[Opening Excerpt to read section]

Beckman Scholars Tackle Proteins and Pathogens in Leading Research Labs
Jessica Hutcheson ’11 and Phillip Braunstein ’12 wanted to be working scientists when they grew up. Thanks to a foundation’s generosity and Brandeis’ inclusion of undergrads in its cutting-edge research, they didn’t have to wait that long.
Jessica I. Hutcheson ’11
Phillip Braunstein ’12
What are the molecular mechanisms that underlie learning and memory? How can we defeat a deadly waterborne pathogen that sickens and kills and has biowarfare potential? Two Brandeis undergraduates are researching these heady questions, thanks to a grant from the Arnold and Mabel Beckman Foundation. In all, the Beckman Foundation awarded Brandeis $96,500 to fund scientific research by five undergraduates over the next three years.
The university was one of only nine institutions nationwide to be thus honored — an achievement some believe reflects the remarkable research opportunities available to Brandeis undergraduates, who often work side by side with graduate students, postdoctoral fellows, and faculty members doing cutting-edge science.
The award provides each selected student with a stipend and research and travel expenses for two summers and one academic year. The first two scholars spent the summer learning the intricate behavior of proteins and pathogens. Jessica I. Hutcheson ’11, a double major in neuroscience and biochemistry, studied fruit flies in neuroscientist Leslie Griffith’s lab to elucidate the interplay of two membrane proteins that contribute to learning and memory.

[Closing Excerpt to read section]

Brief A: Transcribe everything in the text on the Beckman Scholars from "The award provides" down to "learning and memory.".
Brief B: Go on with the text on the Beckman Scholars from where it stops.

[Opening Data under study section]

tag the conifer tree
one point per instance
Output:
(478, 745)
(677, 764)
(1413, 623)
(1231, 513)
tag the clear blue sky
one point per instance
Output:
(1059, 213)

[Closing Data under study section]

Response area A:
The award provides each selected student with a stipend and research and travel expenses for two summers and one academic year. The first two scholars spent the summer learning the intricate behavior of proteins and pathogens. Jessica I. Hutcheson ’11, a double major in neuroscience and biochemistry, studied fruit flies in neuroscientist Leslie Griffith’s lab to elucidate the interplay of two membrane proteins that contribute to learning and memory.

Response area B:
Biochemistry major Phillip Braunstein ’12 is using his Beckman award to explore ways to inhibit development of a nasty intestinal parasite known as Cryptosporidium parvum that can kill those with compromised immune systems. The parasite is a leading cause of diarrhea and malnutrition and the most common infection in immunocompromised people such as AIDS patients. It could potentially be deployed as a waterborne biowarfare agent.
The parasite lives only inside host mammals and cannot be cultivated in the laboratory, a major obstacle to research. For this reason, Braunstein is working on attacking it by manipulating an enzyme that the parasite uses to make its DNA. His work is part of biologist Liz Hedstrom’s anti-parasitic drug discovery program.
“I’m going to try to mess up the way this parasite makes its DNA,” Braunstein says. “If you can stop the enzyme from working, the parasite can’t make its DNA, and if it can’t make DNA it will die out.”
“It’s an amazing prize — a validation,” Hutcheson says. “Not only am I doing the project I want to do, but someone else thinks it’s a good project to be doing.”